◆ **WRITTEN INSTRUCTION 1**:
In the bash tutorial text, substitute "DIRLIST" for "MYDIRS" and write out the passage that starts at the words "# To create" and ends after "pathname wildcard )".

◆ **DOCUMENT TEXT**:

:::

Indexed Array Example


# To create the array, just start assigning values:
MYDIRS[0]=”/”
MYDIRS[1]=”/home”
MYDIRS[2]=”/usr”

echo $MYDIRS
# will just show ”/” since that is first member

echo ${MYDIRS[1]}
# will show ”/home”
# Note that you must use the braced expansion syntax, due to
# overloading of the square bracket characters ( pathname wildcard )

echo ${#MYDIRS[*]}
# shows 3, since there are three values in the array

Associative Arrays


  • As of bash version 4, Associative Arrays are available
  • An associative array uses strings to get at values, as opposed to numbers
  • Associative arrays have to be created specially, using the declare builtin
  • declare -A MYDICTIONARY MYDICTIONARY[apple]=fruit MYDICTIONARY[carrot]=vegetable MYDICTIONARY[linux]=”Awesome operating system”

Lab


  • Copy skel.sh to proc-count.sh and implement as:
    • proc-count.sh [-f filter]... [-c] email
  • This script will count processes with command names that match one or more filters, emailing one of two possible reports, either a TSV ( which is default ) or a CSV ( selected with the -c flag )
    • processname count
    • Or
    • processname,count
  • If no filter is given, all processes should be reported
  • Use arrays to track filters and results

Advanced Expansions

Overview


  • An expansion occurs when the shell acts on metacharacters in a command to automatically expand their contents based on rules, generally so the user does not have to type as much ( wildcards ), can reference variables and more
  • There are seven different kinds of expansions in bash:
    • Brace expansion, tilde expansion, parameter/variable expansion, command substitution, arithmetic expansion, word splitting, and pathname expansion
  • On operating systems that support named pipes ( like Linux! ), there is one additional form, known as process substitution

Brace Expansion


  • Brace expansion allows for the automatic creation of arbitrary strings
  • Consider:
    • $ echo a{1..5}b a1b a2b a3b a4b a5b
    • $ echo a{f,h,g}b afb ahb agb
  • As seen in the examples, you can expand ranges of numbers or letters, as well as comma separated lists of values

Tilde Expansion


  • You should already be familiar with tilde expansion, which evaluate to user home directories:
    • $ echo ~ /home/student
    • $ echo ~alice /home/alice
  • What you might not know is that tilde can be used to reference current directories ( ~+ ) and previous directories ( ~- ):
    • $ cd /home ; cd / ; echo ~+ ; echo ~- / /home
    • Started in /home, then moved to /. ~+ expanded to /, ~- expanded to /home

Parameter/Variable Expansion


  • This topic was covered in depth during the intro bash scripting class
  • Quick reminder:
    • $PATH
    • ${PATH}
  • The second form is more precise, and should generally be used anytime a variable reference is embedded within additional content, to protect from misinterpretation
    • Also note, the curly brace expansion syntax allows for extremely powerful capabilities, including arrays, searching, substrings, character counts, case manipulation and more

Command Substitution


  • Command substitution is incredibly useful, as it instructs the shell to run a given command in a new shell, and capture its output in some particular manner
  • Recall the backtick and $() from an earlier lecture:
    • echo `whoami`
    • echo $(whoami)

:::

◆ **DATA SHOWN**:

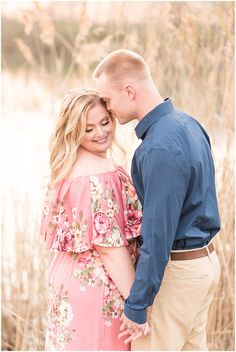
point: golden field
(49, 47)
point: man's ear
(130, 91)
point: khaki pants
(178, 316)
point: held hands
(128, 327)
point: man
(173, 173)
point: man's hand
(128, 327)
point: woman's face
(99, 131)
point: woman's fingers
(124, 333)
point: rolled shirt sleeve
(164, 176)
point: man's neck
(151, 101)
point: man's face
(116, 99)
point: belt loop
(208, 253)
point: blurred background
(49, 47)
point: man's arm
(165, 177)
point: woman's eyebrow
(105, 117)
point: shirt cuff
(138, 316)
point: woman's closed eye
(103, 124)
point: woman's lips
(101, 141)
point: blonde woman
(91, 220)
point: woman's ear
(130, 91)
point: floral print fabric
(84, 303)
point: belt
(192, 254)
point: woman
(91, 220)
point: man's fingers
(124, 333)
(122, 327)
(129, 339)
(147, 329)
(137, 336)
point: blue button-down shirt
(173, 173)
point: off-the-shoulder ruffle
(85, 211)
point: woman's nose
(100, 132)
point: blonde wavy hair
(70, 129)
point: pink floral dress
(84, 303)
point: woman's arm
(119, 266)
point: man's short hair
(123, 64)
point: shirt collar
(159, 111)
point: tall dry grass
(190, 48)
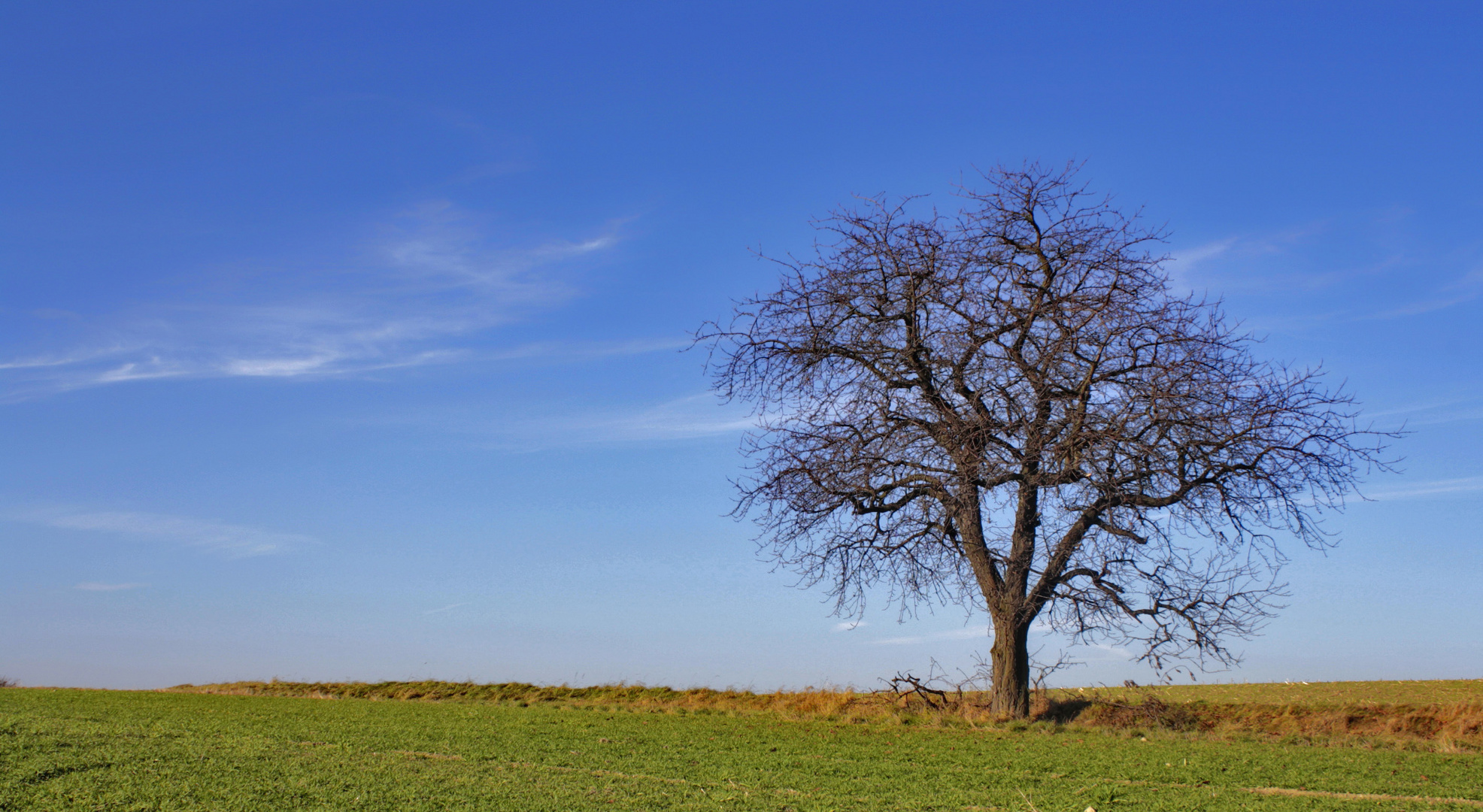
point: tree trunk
(1010, 662)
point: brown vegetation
(1324, 713)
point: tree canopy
(1011, 408)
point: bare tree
(1010, 409)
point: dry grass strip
(1356, 796)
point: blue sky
(341, 340)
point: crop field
(107, 750)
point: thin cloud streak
(419, 300)
(691, 417)
(233, 540)
(970, 633)
(1461, 485)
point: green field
(62, 749)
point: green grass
(143, 750)
(1318, 694)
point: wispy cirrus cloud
(681, 418)
(967, 633)
(1434, 488)
(417, 297)
(230, 540)
(1335, 270)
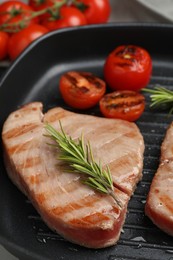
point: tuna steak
(159, 205)
(72, 209)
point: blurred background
(150, 11)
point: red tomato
(123, 104)
(38, 5)
(128, 67)
(3, 44)
(96, 11)
(81, 89)
(19, 41)
(15, 11)
(69, 16)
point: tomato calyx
(13, 27)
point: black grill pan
(34, 76)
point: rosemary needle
(80, 158)
(160, 96)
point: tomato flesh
(4, 38)
(23, 38)
(97, 11)
(128, 68)
(127, 105)
(69, 16)
(81, 90)
(12, 12)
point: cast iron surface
(34, 76)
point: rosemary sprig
(160, 96)
(80, 158)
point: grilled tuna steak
(69, 207)
(159, 204)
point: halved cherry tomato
(124, 104)
(128, 67)
(4, 37)
(81, 90)
(19, 41)
(69, 16)
(15, 11)
(97, 11)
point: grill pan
(34, 76)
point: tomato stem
(17, 26)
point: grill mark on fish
(95, 218)
(20, 130)
(29, 162)
(84, 202)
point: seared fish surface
(72, 209)
(159, 205)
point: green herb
(160, 96)
(80, 158)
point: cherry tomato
(123, 104)
(38, 5)
(128, 67)
(97, 11)
(4, 37)
(15, 11)
(19, 41)
(81, 90)
(69, 16)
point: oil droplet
(138, 239)
(41, 240)
(169, 251)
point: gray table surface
(128, 11)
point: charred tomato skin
(81, 90)
(125, 104)
(128, 67)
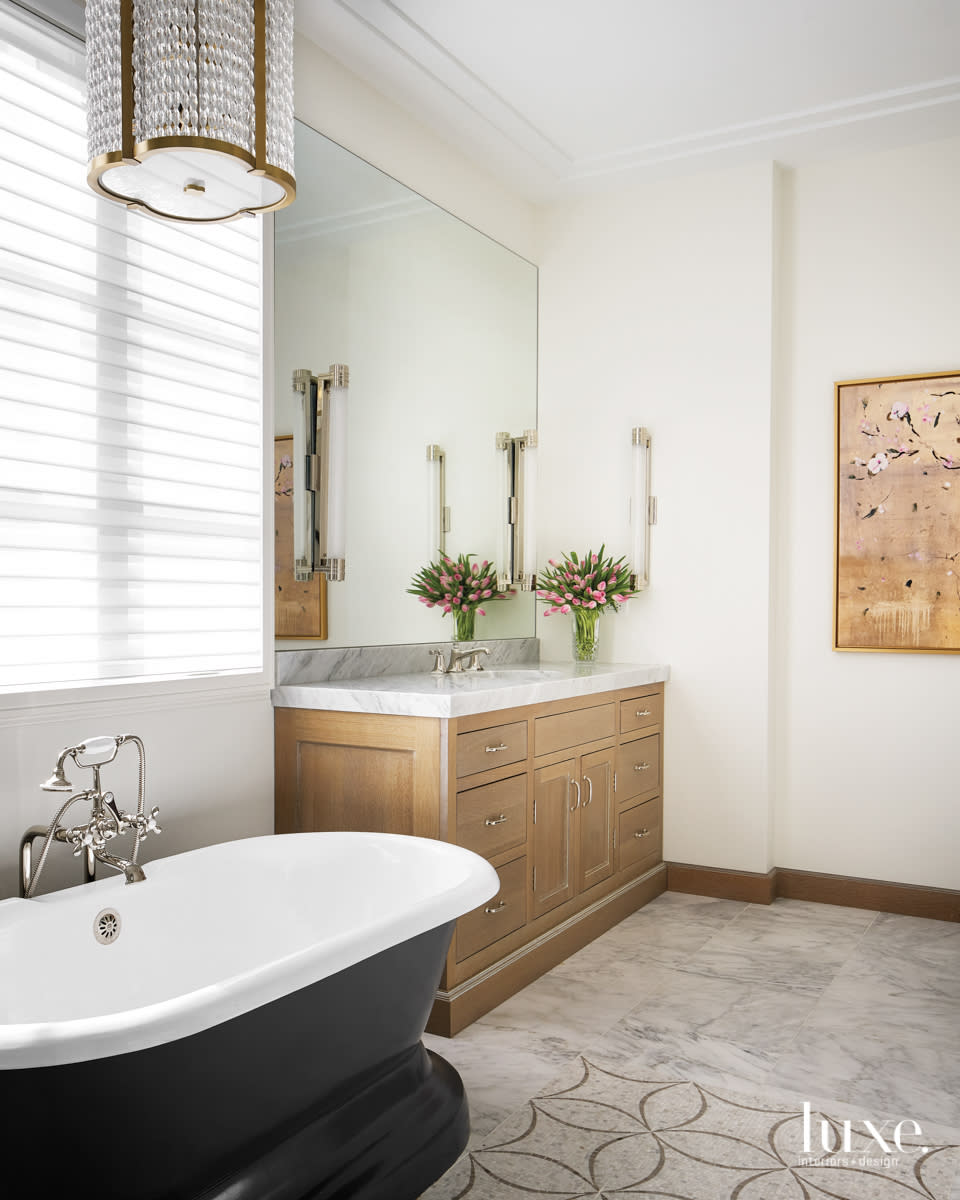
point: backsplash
(363, 661)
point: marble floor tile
(643, 939)
(879, 1066)
(916, 987)
(501, 1068)
(569, 1009)
(814, 1000)
(703, 910)
(787, 945)
(731, 1029)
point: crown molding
(377, 39)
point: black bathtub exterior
(327, 1093)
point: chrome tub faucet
(106, 821)
(457, 658)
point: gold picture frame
(897, 532)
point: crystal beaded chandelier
(190, 106)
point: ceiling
(561, 96)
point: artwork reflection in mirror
(438, 325)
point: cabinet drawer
(574, 729)
(637, 714)
(496, 747)
(493, 817)
(639, 767)
(640, 834)
(498, 917)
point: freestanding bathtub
(243, 1025)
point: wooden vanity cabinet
(563, 798)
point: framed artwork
(898, 514)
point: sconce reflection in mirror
(517, 547)
(319, 459)
(642, 508)
(438, 514)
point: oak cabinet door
(553, 807)
(595, 838)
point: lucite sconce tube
(319, 460)
(517, 532)
(438, 515)
(642, 508)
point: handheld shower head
(58, 781)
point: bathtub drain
(107, 925)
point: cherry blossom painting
(898, 514)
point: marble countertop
(461, 695)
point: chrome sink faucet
(106, 822)
(457, 658)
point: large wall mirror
(437, 324)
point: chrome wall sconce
(642, 508)
(190, 112)
(517, 545)
(438, 514)
(319, 461)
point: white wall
(657, 311)
(209, 768)
(868, 745)
(719, 310)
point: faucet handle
(148, 823)
(89, 837)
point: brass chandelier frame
(135, 153)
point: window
(131, 430)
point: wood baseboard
(715, 881)
(457, 1008)
(906, 899)
(909, 899)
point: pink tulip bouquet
(585, 586)
(460, 587)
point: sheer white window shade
(131, 424)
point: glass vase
(586, 635)
(463, 625)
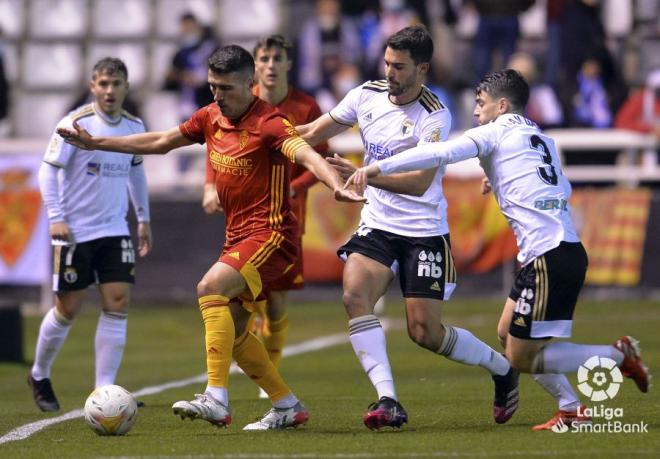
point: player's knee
(204, 288)
(422, 336)
(502, 338)
(521, 361)
(356, 303)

:::

◆ **WRITTEN INSTRUCTION 2**:
Rewrite every line of the entries from the line that has "point: tree canopy" through the line that has "(1318, 694)", both included, and give only those lines. Multiply each point coordinate by 0.25 and round it to a whole number, rounding halves up.

◆ **TASK OUTPUT 1**:
# To create the array, just start assigning values:
DIRLIST[0]=”/”
DIRLIST[1]=”/home”
DIRLIST[2]=”/usr”

echo $DIRLIST
# will just show ”/” since that is first member

echo ${DIRLIST[1]}
# will show ”/home”
# Note that you must use the braced expansion syntax, due to
# overloading of the square bracket characters ( pathname wildcard )

◆ **TASK OUTPUT 2**:
point: tree canopy
(253, 102)
point: bare tree
(253, 102)
point: dry grass strip
(339, 199)
point: blue sky
(85, 85)
point: crop field
(27, 188)
point: thin cloud streak
(105, 75)
(173, 104)
(58, 135)
(243, 158)
(365, 121)
point: green field
(16, 187)
point: green grass
(36, 188)
(330, 174)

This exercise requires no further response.